Format these rows as a JSON list of strings with one string per line, and drop any blank lines.

___ STORED DATA

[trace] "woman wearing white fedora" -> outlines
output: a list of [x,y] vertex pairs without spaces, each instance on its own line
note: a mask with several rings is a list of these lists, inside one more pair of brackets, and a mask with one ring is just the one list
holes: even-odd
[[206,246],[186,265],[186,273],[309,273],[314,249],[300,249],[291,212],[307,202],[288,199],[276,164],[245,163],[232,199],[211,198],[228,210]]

______

__FINISHED ANSWER__:
[
  "[trace] \"woman wearing white fedora\" -> outlines",
  "output: a list of [x,y] vertex pairs without spaces, each instance on its own line",
  "note: a mask with several rings is a list of these lists, inside one more pair of brackets, and a mask with one ring is just the one list",
  "holes: even-odd",
  "[[206,246],[186,265],[186,273],[309,273],[314,249],[300,249],[291,212],[307,202],[288,199],[276,164],[245,163],[232,199],[211,198],[228,210]]"
]